# Textauszug:
Eike Dombrowski und Cornelia Klötzke (Amt für soziale Angelegenheiten, Flüchtlings- und Integrationsfragen beraten die Asylbewerberin Mafea Khudida (rechts).
Foto: Gerhard Fischer | Eike Dombrowski und Cornelia Klötzke (Amt für soziale Angelegenheiten, Flüchtlings- und Integrationsfragen beraten die Asylbewerberin Mafea Khudida (rechts).
Gerhard Fischer
 |  aktualisiert: 08.02.2024 10:58 Uhr

Sie kommen aus 20 Nationen, die Flüchtlinge aus den Krisengebieten der Welt. Um rund 360 Frauen, Männer und Kinder, die in Deutschland Asyl suchen, kümmern sich die Integrationsberater Cornelia Klötzke und Eike Dombrowski im Landkreis. Dazu kommt noch die Tätigkeit von Jessica Wolf. Sie koordiniert die Ehrenamtlichen im Landkreis, die sich für die Menschen aus den Krisenregionen der Welt einsetzen. Nicht mitgezählt sind die rund 1000 Flüchtlinge aus der Ukraine, die hier seit Kriegsausbruch Zuflucht gefunden haben. 

Flüchtlinge in Rhön-Grabfeld: Die mühsame Arbeit der Integration hat so viele Hürden

Fünf größere Gemeinschaftsunterkünfte

Vier größere Gemeinschaftsunterkünfte betreibt der Landkreis Rhön-Grabfeld: In Mellrichstadt, in Saal, in Fladungen und in Bad Königshofen. Dazu kommen Häuser in Stockheim, Ostheim, Unterelsbach, Nordheim, Heustreu und Mellrichstadt. Die Flüchtlingsunterkunft in Burgwallbach, ebenfalls mit einer größeren Anzahl von Flüchtlingen ähnlich einer Gemeinschaftsunterkunft,  wird von der Caritas betreut. In den Gemeinschaftsunterkünften des Landkreises sind 260 Flüchtlinge untergebracht, in den dezentralen Unterkünften 98 Menschen.

Der ehrenamtliche Übersetzer Ahmad Al Daher aus Mellrichstadt lebt seit acht Jahren in Deutschland und engagiert sich bis heute als Arabisch-Dolmetscher. Darüber freut sich auch die Integrationslotsin des Landkreises Rhön-Grabfeld, Jessica Wolf.

# Erfasste Daten:

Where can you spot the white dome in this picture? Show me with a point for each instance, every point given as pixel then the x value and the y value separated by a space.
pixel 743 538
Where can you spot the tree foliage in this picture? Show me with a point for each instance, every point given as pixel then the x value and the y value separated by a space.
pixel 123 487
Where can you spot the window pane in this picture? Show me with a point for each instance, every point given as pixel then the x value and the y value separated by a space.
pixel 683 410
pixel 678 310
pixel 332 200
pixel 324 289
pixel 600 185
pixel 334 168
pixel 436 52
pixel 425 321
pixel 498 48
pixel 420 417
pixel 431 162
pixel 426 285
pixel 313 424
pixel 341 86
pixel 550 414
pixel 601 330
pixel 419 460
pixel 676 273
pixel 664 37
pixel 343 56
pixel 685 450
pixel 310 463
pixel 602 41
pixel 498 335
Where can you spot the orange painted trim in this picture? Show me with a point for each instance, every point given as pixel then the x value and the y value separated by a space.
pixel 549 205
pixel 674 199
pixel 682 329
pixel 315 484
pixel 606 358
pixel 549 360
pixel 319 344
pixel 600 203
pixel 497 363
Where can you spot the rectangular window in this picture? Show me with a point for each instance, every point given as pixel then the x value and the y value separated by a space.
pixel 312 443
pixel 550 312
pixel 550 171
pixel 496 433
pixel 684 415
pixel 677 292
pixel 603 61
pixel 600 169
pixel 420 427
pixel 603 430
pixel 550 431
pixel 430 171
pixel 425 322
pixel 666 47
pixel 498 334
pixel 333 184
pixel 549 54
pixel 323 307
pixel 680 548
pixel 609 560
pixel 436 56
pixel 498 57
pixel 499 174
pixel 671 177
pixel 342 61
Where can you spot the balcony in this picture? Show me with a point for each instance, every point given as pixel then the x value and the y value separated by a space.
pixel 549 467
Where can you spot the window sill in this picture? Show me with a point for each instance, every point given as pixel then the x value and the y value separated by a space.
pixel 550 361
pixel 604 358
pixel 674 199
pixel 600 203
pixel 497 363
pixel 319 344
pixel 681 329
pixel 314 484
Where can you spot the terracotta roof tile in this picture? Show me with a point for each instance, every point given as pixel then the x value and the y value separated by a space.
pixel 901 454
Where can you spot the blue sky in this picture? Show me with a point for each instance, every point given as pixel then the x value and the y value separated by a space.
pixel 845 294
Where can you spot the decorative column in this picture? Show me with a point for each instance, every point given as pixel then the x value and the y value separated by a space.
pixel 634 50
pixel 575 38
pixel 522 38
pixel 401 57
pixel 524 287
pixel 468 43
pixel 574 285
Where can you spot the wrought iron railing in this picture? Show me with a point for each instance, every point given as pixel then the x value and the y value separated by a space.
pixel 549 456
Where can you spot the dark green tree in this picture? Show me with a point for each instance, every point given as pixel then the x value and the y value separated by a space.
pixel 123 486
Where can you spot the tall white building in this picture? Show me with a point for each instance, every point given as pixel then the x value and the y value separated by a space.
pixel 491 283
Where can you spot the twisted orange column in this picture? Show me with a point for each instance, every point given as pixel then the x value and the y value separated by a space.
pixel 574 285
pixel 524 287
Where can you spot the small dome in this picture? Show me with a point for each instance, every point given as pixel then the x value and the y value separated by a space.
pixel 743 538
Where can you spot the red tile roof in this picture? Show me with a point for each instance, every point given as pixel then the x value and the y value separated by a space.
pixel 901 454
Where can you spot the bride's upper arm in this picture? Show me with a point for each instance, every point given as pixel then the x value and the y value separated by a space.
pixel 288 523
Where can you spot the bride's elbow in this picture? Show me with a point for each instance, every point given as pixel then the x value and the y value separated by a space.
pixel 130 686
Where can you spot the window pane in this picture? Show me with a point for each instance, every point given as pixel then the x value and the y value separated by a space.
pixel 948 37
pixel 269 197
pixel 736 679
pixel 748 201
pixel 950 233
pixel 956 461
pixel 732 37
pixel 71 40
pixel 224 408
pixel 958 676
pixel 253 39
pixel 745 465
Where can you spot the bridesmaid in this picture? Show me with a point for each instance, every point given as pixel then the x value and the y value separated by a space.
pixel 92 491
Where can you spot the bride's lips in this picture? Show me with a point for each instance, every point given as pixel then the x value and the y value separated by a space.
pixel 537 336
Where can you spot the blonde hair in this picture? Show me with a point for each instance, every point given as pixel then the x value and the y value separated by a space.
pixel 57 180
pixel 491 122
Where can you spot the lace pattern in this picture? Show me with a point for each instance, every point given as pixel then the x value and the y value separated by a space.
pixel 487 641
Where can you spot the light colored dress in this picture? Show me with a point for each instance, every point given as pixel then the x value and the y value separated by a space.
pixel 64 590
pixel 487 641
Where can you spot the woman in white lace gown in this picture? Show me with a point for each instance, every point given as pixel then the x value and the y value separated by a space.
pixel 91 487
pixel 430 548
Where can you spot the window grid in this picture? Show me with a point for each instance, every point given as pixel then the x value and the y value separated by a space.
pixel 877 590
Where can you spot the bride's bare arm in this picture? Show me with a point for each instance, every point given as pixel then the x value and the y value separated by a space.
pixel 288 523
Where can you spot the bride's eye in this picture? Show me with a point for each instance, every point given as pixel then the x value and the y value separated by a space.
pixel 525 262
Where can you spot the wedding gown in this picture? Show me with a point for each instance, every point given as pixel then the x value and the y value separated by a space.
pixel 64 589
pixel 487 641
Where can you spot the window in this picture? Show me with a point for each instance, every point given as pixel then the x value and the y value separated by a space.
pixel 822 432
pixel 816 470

# Aufgabe 1:
Nenne alle Orte, in denen der Landkreis laut dem Satz „Vier größere Gemeinschaftsunterkünfte betreibt der Landkreis Rhön-Grabfeld“ im Artikel über Flüchtlinge in Rhön-Grabfeld eine größere Gemeinschaftsunterkunft betreibt.
# Aufgabe 2:
Nimm den Artikel über Flüchtlinge in Rhön-Grabfeld wieder auf und setze ihn nach seinem letzten Satz fort.

# Ergebnis 1:
Mellrichstadt, Saal, Fladungen, Bad Königshofen

# Ergebnis 2:
Foto:  Gerhard Fischer | Der ehrenamtliche Übersetzer Ahmad Al Daher aus Mellrichstadt lebt seit acht Jahren in Deutschland und engagiert sich bis heute als Arabisch-Dolmetscher.

20 Nationen sind vertreten, einen Schwerpunkt bilden Menschen aus Afghanistan (104) und Syrien (70). In der Gemeinschaftsunterkunft Mellrichstadt überwiegen die Männer. Von den 94 Bewohnerinnen und Bewohnern sind 59 Männer, 35 Frauen, unter 18 Jahren sind hier 32 Personen. In der Gemeinschaftsunterkunft Bad Königshofen ist das Verhältnis jedoch umgedreht. Von den 78 Bewohnern sind 48 weiblich, 30 sind Männer, unter 18 Jahren sind hier 21 Personen.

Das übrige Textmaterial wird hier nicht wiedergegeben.